EXCERPTED PASSAGE
━━━━━━━━
The same-day settlement of automated clearing house (ACH) payments is now a reality for businesses across the country.
According to the NACHA, 79 million ACH payments are made every day. In total, nearly $40 trillion is moved through the ACH network each year. These payments typically take 24-48 hours to process.
But now, thanks to a new rule that went into effect on September 23, all financial institutions must be able to accept requests for same-day settlements of ACH credit payments for transactions of less than $25,000. The new rule affects virtually every player in the ACH transaction ecosystem and brings the payments industry one step closer toward real-time payment capabilities.
How does the new rule impact businesses?
With global commerce continuing to grow rapidly, there is an increased need for businesses—and consumers—to get payments and information faster. Today, the only way to do a same-day payment is via a U.S.-based wire transfer—a costly and cumbersome process that is not practical for smaller payments.
The new rules will evolve the payments industry by giving all organizations using the ACH network access to same-day settlements. While waiting a day or two for a payment to clear may not sound like a long time, businesses today are in a hyper-competitive environment that demands every dollar be used wisely and accounts receivables management is as much of a priority as accounts payable. With same-day settlements, companies will be able to both increase cash flow and improve the customer experience.
Some of the specific benefits include:
- Providing a more accurate, real-time view of balance sheets, incoming payments and any potential cash shortages
- Fulfilling emergency payroll distributions to employees for a final paycheck or to correct an error with regular payroll processing
- Reimbursing insurance claims directly into patients’ accounts, even on the same day as the procedure or appointment.
━━━━━━━━
Source records
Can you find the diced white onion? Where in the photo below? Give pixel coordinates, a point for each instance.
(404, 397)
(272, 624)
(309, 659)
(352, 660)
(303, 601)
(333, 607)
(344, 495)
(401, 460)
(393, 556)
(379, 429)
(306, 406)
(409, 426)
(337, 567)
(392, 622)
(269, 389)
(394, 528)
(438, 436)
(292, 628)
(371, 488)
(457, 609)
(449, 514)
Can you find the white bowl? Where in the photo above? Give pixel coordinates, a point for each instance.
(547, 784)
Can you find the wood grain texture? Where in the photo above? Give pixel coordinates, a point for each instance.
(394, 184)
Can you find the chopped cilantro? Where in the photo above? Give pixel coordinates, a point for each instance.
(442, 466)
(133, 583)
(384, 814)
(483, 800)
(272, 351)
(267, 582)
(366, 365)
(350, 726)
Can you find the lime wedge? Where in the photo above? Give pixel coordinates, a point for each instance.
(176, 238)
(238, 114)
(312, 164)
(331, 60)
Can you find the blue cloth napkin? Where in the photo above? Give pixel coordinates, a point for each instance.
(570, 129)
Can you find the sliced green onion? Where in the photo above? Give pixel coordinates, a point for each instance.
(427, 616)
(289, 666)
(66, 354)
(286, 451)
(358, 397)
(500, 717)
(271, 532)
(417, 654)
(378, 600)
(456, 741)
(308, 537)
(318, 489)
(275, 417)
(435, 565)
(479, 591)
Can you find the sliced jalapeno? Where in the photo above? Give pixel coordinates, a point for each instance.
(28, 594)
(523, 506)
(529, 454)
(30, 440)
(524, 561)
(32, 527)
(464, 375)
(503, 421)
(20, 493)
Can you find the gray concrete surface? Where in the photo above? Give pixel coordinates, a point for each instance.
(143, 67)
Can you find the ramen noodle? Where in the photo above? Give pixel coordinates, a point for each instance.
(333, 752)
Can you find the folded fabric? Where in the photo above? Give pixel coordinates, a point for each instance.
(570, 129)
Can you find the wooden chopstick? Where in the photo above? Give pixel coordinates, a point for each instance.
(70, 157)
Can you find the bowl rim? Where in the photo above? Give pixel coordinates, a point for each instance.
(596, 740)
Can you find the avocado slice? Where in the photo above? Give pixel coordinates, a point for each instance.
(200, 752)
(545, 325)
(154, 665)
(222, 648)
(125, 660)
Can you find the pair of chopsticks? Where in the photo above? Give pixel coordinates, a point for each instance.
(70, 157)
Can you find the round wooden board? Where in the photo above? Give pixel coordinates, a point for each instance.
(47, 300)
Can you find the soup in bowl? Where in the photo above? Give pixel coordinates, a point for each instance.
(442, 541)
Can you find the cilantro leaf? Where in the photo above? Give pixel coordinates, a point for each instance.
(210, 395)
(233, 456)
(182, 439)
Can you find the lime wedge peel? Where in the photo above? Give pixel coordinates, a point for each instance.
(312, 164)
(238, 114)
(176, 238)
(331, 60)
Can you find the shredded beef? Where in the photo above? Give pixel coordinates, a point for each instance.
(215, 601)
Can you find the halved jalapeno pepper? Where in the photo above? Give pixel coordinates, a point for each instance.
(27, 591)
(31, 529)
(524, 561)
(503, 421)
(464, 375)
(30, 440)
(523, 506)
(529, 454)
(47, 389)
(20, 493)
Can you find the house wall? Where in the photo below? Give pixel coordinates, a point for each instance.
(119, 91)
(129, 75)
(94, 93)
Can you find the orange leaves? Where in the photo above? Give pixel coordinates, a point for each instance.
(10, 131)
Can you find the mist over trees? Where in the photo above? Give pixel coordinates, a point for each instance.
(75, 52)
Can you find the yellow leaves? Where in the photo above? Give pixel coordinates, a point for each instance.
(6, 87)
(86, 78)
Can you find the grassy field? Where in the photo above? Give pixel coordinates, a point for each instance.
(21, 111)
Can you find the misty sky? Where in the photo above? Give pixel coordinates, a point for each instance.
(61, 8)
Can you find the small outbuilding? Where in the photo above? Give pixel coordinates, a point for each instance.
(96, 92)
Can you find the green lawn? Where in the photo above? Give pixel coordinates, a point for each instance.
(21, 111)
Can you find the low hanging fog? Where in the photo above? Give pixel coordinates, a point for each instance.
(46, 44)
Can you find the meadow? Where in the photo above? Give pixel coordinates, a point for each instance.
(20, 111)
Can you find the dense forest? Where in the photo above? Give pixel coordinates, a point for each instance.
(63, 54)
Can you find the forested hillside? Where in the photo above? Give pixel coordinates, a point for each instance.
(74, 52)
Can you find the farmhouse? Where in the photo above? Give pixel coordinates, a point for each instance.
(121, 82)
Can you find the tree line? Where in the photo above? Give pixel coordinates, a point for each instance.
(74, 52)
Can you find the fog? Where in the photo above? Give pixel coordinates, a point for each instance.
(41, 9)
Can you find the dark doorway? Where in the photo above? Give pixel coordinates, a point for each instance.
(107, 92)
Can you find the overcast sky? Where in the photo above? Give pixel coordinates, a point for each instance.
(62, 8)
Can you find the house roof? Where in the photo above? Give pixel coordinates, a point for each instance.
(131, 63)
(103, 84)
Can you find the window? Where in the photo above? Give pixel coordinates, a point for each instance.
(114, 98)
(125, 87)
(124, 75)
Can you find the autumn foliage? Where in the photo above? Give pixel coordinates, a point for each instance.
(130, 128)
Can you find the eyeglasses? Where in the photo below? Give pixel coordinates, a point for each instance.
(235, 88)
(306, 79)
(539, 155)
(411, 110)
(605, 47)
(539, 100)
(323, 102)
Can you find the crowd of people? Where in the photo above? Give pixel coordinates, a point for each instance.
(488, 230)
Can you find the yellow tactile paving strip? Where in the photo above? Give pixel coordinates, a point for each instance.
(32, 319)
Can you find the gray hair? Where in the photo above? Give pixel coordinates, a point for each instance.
━━━━━━━━
TASKS TO PERFORM
[1] Translate this sentence from the article on same-day ACH settlement into Spanish: "These payments typically take 24-48 hours to process."
[2] Proceed with the article on same-day ACH settlement, continuing it from its final sentence.
The records are separate material and form no part of the article on same-day ACH settlement.

ANSWER SECTION
[1] Estos pagos suelen tardar entre 24 y 48 horas en procesarse.

[2]
The fast and easy transfer of money will remove many of the inefficiencies from current payment and billing cycles, but companies will need to adapt. As more real-time payment channels become the norm, some businesses may need to update their existing payments systems or hire additional staff to handle more frequent payments and resulting larger anticipated volumes.
What’s next for the payments industry?
Implementation of the same-day ACH rules will occur over three phases. Following the first phase, which went into effect in September, this functionality will be expanded to also include ACH debit payments on Sept. 15, 2017. By March 16, 2018, all financial institutions will be required to provide end-of-day funds availability for same-day ACH credit payments.
Although the three phrases are split out to reduce any major disruptions to the payments industry, early signs are that most financial institutions are well on their way to complying with the new rules. According to a survey conducted by NACHA, the nation’s top financial institutions are already on target to offer same-day ACH payments. Ninety-five percent of respondents indicated they will offer their clients same-day ACH origination services by year-end. One hundred percent of respondents are planning to offer same-day payroll payments and 95 percent are planning to offer same-day B2B payments, in addition to services for expedited bill pay and person-to-person (P2P).
While all current payment types will continue to exist within the ACH network, the addition of same-day capabilities represents an important milestone for the industry that will also help businesses run more efficiently. By providing businesses and customers with access to same-day settlements, the ACH network is setting a gold standard for global commerce, and implementation other payment networks and technologies will soon follow. The future of commercial payments is fast approaching—it is time for financial executives, financial institutions and affiliates to get ready.
Rick Burke is head of corporate products and services for TD Bank.